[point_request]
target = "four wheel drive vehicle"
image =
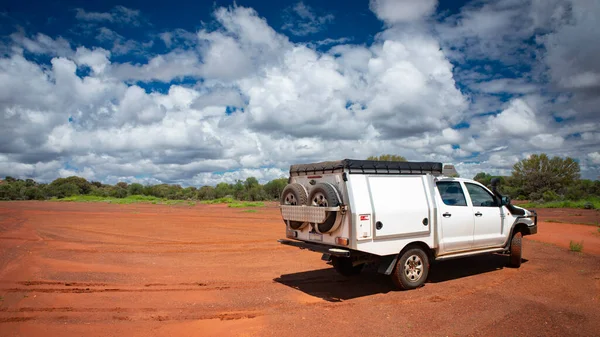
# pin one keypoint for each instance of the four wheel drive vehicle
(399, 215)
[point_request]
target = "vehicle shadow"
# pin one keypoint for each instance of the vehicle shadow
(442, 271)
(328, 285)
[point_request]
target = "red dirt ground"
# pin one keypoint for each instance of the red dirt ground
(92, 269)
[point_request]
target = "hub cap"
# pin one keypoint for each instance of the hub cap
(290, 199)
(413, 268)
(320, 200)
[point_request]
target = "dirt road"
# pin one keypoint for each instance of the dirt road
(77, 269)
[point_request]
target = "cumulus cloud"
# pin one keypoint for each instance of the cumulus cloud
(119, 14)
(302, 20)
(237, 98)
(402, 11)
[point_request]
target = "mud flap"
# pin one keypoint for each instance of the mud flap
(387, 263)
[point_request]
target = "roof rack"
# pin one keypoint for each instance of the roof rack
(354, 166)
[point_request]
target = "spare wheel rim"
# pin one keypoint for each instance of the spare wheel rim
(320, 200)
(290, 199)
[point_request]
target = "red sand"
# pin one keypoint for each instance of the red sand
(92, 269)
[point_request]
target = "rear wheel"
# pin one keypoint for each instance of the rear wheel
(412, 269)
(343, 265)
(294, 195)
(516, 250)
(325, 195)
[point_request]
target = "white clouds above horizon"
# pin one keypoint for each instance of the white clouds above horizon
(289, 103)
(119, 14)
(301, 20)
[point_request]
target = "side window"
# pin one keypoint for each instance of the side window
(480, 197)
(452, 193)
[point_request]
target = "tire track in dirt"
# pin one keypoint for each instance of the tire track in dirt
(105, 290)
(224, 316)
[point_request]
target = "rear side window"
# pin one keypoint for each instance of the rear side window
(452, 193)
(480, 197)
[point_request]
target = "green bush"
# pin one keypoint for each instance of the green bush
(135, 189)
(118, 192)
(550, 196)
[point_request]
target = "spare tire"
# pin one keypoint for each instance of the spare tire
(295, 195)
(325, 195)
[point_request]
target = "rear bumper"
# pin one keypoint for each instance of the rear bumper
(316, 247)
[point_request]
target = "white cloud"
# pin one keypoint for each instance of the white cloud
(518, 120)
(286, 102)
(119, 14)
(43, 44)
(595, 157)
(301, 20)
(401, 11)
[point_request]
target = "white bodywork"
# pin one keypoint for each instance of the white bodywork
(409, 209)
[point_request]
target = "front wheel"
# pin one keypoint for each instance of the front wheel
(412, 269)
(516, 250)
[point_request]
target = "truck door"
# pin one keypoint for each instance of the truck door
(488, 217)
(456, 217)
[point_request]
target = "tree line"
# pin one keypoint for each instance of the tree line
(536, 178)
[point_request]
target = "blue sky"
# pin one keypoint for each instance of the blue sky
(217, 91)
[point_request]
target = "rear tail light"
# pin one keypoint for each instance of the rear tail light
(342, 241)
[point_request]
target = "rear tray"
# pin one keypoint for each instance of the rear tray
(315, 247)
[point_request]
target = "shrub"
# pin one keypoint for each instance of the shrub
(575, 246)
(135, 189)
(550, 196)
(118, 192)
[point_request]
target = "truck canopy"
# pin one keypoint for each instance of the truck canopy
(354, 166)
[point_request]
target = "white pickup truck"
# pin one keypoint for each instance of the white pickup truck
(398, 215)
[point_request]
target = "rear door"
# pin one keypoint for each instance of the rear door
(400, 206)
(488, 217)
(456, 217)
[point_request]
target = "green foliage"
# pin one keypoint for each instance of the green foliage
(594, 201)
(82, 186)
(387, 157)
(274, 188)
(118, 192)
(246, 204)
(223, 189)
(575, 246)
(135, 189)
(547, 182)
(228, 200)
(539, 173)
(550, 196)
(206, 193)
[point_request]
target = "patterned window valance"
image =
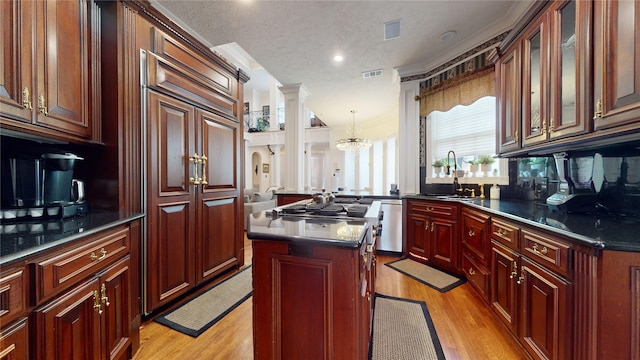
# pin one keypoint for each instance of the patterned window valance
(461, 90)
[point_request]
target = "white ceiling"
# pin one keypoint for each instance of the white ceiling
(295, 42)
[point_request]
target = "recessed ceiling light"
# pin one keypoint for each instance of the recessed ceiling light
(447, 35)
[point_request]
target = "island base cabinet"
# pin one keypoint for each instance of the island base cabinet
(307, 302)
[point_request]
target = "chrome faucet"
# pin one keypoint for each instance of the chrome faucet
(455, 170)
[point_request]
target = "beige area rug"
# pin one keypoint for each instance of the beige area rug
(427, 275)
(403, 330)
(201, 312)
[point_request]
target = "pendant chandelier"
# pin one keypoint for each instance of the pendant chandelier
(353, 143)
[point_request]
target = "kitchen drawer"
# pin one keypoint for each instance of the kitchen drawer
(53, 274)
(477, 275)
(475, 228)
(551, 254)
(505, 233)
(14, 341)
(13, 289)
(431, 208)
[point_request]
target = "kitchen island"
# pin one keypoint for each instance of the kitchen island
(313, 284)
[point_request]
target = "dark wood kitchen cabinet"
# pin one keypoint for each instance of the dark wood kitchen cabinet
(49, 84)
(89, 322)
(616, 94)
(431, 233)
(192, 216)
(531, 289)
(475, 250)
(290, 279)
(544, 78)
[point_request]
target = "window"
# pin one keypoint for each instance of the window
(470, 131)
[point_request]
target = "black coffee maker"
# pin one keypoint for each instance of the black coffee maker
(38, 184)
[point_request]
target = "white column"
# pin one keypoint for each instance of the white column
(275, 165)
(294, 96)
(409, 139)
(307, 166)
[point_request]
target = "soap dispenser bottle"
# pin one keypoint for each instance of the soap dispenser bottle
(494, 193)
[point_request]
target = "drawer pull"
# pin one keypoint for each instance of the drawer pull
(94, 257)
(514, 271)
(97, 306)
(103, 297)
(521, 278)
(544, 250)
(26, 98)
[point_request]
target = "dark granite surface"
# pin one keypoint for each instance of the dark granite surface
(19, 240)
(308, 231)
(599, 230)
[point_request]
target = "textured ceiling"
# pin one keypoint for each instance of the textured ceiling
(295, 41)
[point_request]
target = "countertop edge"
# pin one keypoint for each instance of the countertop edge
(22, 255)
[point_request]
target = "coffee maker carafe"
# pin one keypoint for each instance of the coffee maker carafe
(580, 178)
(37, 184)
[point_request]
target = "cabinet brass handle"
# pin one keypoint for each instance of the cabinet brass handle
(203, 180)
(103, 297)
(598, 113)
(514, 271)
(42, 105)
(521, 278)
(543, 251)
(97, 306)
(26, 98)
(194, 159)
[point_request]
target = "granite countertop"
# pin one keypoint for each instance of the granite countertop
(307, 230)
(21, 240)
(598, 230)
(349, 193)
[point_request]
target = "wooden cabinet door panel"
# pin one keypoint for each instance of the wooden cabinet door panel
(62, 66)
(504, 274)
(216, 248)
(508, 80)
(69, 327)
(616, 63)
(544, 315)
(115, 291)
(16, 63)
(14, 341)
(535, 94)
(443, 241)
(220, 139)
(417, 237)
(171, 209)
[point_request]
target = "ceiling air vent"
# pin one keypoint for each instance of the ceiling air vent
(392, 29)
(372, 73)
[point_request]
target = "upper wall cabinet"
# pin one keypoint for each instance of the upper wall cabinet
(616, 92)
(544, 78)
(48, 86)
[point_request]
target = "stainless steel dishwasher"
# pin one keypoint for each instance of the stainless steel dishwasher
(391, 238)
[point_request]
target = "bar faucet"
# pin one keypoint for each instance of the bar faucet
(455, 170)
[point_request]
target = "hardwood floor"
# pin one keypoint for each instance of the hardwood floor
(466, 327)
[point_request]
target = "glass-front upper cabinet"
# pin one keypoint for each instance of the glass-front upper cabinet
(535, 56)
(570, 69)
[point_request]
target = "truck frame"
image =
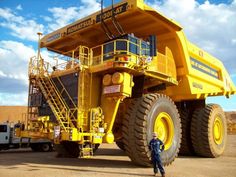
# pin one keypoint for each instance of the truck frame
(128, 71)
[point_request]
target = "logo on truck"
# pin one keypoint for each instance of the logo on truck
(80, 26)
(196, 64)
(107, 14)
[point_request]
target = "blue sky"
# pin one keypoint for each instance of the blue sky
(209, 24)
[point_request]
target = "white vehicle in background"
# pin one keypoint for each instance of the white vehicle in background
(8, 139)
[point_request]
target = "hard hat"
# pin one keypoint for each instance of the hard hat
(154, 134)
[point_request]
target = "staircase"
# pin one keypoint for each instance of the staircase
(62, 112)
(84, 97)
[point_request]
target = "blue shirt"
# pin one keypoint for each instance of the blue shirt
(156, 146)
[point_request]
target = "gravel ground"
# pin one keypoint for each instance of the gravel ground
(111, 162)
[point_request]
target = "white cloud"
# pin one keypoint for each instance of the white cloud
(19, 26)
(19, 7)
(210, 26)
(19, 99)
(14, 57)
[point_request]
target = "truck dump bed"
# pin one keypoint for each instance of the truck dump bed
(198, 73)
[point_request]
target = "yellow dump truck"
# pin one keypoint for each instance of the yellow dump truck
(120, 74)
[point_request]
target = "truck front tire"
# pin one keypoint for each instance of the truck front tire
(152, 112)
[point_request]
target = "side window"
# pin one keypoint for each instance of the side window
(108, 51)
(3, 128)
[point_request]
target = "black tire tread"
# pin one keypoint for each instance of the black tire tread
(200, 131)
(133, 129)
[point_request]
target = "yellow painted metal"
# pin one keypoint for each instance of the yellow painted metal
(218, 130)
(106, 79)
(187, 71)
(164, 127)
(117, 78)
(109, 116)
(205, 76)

* **Your objective**
How many lines in the rows above contain the string "pickup", with case counting? Reply with the number alone.

* **Response to this task**
2